[OBJECTIVE] Emit the entire listing verbatim.

....................

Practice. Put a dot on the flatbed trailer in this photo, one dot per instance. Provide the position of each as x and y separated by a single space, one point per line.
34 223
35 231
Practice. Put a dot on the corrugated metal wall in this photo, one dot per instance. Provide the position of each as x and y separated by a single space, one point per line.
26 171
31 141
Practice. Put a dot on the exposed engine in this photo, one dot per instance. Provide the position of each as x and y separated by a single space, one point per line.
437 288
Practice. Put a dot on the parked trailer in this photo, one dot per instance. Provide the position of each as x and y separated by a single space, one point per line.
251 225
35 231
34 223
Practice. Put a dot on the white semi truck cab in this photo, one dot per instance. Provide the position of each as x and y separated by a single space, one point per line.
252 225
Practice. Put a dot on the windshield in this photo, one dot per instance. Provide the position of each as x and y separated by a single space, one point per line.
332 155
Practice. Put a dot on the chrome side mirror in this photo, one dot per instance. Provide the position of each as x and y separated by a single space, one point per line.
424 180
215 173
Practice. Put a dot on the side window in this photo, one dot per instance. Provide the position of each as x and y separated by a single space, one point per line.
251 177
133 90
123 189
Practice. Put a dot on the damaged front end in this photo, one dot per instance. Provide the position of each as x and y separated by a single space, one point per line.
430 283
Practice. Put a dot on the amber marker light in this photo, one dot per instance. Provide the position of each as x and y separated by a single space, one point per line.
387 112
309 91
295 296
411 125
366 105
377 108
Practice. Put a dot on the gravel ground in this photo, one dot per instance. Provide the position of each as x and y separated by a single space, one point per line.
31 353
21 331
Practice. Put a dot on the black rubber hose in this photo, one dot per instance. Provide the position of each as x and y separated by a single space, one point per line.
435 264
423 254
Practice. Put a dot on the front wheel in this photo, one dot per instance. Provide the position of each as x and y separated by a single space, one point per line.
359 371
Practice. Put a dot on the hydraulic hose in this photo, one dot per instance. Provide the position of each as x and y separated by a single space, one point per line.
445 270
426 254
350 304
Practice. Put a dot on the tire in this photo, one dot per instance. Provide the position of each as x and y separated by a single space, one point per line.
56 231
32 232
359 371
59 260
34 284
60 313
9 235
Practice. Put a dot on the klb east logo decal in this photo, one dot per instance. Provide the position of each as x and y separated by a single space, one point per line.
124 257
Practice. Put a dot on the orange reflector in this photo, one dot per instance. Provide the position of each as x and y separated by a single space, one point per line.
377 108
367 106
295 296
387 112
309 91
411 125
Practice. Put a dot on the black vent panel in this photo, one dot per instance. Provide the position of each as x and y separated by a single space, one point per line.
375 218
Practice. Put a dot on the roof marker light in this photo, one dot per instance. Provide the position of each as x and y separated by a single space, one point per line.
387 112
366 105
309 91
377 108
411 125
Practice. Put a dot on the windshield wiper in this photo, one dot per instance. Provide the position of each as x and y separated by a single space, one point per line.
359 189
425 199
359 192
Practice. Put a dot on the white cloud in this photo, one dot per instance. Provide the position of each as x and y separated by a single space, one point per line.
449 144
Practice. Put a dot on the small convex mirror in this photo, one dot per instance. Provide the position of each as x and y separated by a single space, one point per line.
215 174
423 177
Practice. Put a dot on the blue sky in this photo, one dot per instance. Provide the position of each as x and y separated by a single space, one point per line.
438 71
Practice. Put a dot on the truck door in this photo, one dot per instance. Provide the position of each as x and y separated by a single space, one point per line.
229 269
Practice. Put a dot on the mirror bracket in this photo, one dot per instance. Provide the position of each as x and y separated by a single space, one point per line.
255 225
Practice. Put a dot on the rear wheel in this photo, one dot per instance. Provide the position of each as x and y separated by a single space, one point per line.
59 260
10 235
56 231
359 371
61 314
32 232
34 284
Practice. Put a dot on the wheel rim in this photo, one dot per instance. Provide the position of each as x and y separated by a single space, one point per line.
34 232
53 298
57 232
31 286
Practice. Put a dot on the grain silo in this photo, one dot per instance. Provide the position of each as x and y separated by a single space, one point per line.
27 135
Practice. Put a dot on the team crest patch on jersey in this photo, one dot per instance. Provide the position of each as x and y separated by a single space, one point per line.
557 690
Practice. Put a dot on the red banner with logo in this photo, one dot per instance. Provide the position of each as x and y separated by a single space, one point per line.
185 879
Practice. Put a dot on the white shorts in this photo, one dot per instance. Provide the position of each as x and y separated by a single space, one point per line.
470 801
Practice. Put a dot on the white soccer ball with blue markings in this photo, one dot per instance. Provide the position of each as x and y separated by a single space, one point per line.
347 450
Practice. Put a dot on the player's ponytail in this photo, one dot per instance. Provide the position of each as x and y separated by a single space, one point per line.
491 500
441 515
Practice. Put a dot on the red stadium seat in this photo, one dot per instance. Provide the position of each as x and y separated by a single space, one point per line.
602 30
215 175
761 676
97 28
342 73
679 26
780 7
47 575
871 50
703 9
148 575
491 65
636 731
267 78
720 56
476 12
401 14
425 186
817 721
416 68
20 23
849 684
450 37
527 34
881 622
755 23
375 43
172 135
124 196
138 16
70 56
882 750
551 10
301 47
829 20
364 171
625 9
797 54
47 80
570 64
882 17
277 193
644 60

....................

[WRITTEN REPLY]
Practice. Put a dot on the flatbed trailer in this photo, one dot per instance. Provide the position of each as x and y separated by a single space, one point per line.
34 223
35 231
Practice. Put a dot on the corrugated metal wall in this photo, one dot per instance. Provide the position of each as x and y separated by a single space, one point per line.
26 171
31 141
Practice. Put a dot on the exposed engine in this photo, one dot per instance. Provide the position of each as x and y separated by a single space, one point per line.
437 288
Practice. Put a dot on the parked trailer in this photo, one dot per instance. Provide the position of each as x and y separated by a single space, one point per line.
251 225
35 231
34 223
Practice. Put a dot on the white semi truck cab in this photo, one dot per instance. Provide the position of each as x and y separated by a single space, one point per line.
252 225
Practice. Put a dot on the windshield in this photo, one dot per instance. Provide the position of each as x and y separated by a single space, one point per line.
332 155
Practice. Put a dot on the chrome side mirror in this photo, one dot per instance. Provide the position of each as x and y separated by a single space, one point per line.
424 180
215 173
Practice. Put a dot on the side window in this photo, one dot per instance. Provide the position of each as x and y separated by a single space, one point per line.
251 177
133 90
123 189
Practice. Put a dot on the damaged front end in this photo, one dot per instance. Provide the position of each as x and y separated by a single space, one point per line.
430 283
Practice. Put a dot on the amber marker light in this photo, one dot per instance. Provide the position of each as x and y separated by a single space, one point per line.
387 112
309 91
295 296
411 125
366 105
377 108
Practice. Put a dot on the gravel ground in this photo, one dot per instance. Provide the position of each as x and y separated by a single space, one point per line.
31 353
21 331
Practice. Put a dot on the black rubber hose in this photo, one dot per instance. Provide the position of each as x and y separated by a single space, one point per line.
435 264
423 254
Practice. Put a dot on the front wheel in this photo, one dot per instance. Provide the position of each as x and y separated by a single space, one point per line.
359 371
Practice. Put a dot on the hydraulic hose in this photo, one dot per instance. Provide the position of each as x and y separated by a single space, one point per line.
445 270
426 254
350 304
Practice. Put a dot on the tire in this photo, one dot per instance. Provide the position of each as x and y separated by a single space, one point per line.
56 231
32 232
359 371
59 260
34 284
60 313
9 235
Practice. Put a dot on the klb east logo decal in this photo, one dot per instance. Provide the position of each as x and y separated by a single space, one point per line.
124 257
Practice. Put a dot on the orange reflector in this photo, one dot per instance. Provide the position of each as x and y separated by a single space, one point per line.
377 108
367 106
295 296
387 112
309 91
411 125
Practice. Put a dot on the black vent panel in this photo, one dot per instance. Provide the position of each as x and y separated by a single space, one point per line.
375 218
Practice. Put a dot on the roof marker light in this photo, one dot per instance. Provide the position of each as x and y separated by a single space, one point per line.
387 112
366 105
309 91
377 108
411 125
Practice. Put a dot on the windshield wiper in this photo, one dot per instance. Provide the position of each as x and y separated by a single space, one point per line.
359 189
425 199
359 192
Practice. Put a dot on the white cloud in this photo, one dot per instance. Provide the position of each as x and y separated by a single space, one point per line.
449 144
Practice. Put a dot on the small convex mirror in this photo, one dot per instance. Provide the position of each as x and y separated by a single space, one point per line.
215 174
423 177
Practice. Put a dot on the blue sky in this photo, one dot per instance. Provide the position of each as x and y separated by a single space, one point per line.
438 71
Practice. Put a dot on the truck door in this photo, one dot per instance. Provide the position of each as x and y separated by a single space, one point per line.
229 269
Practice. Put a dot on the mirror bracket in this photo, one dot per instance. Provide the position of each as x and y separated by a single space, one point per line.
255 225
Practice. Put a dot on the rear wheel in this photo, one dot per instance. Provide the position of each as x and y separated by a single space, one point per line.
59 260
10 235
56 231
359 371
61 314
32 232
34 284
Practice. Put a dot on the wheel rim in this photo, one dot per instance. Provide the position of each as x and y separated by a single space, one point per line.
34 232
53 298
57 232
31 286
Practice. Put a dot on the grain silo in this photo, one dot per instance. Provide the position of each as x and y separated by a single space, one point per line.
27 135
Practice. Put a dot on the team crest patch on jersey in this photo, one dot per instance. Provide the position of each as x and y separated by a single space, one point per line.
557 690
Practice. Put a dot on the red banner with logo in this photo, one dot per instance. Provide the position of each as x and y separated by a single space, one point per line.
185 879
Practice. Put a dot on the white shorts in this photo, one dot per instance. Provide the position of each as x and y separated by a single space, one point per line.
470 801
Practice. Put a dot on the white soccer ball with blue markings in this photo, one dot per instance. Provide the position of each as x and y separated by a single space, one point per line.
347 450
Practice. Put a dot on the player's ponytail in this photo, one dot per instance. Provide the position of each as x and y separated by a single space, one point per line.
491 500
441 515
Practice. Put a dot on the red stadium seat in this photo, one dot per instance. Provide the position of each as x and y separated by a single space, one point per line.
602 30
215 175
761 676
97 28
342 73
679 26
780 7
47 575
871 50
703 9
148 575
491 65
636 731
267 78
720 56
476 12
401 14
425 186
817 721
416 68
20 23
849 684
450 37
527 34
881 622
755 23
375 43
172 135
124 196
138 16
70 56
882 750
551 10
301 47
829 20
364 171
625 9
797 54
47 80
570 64
882 17
277 193
644 60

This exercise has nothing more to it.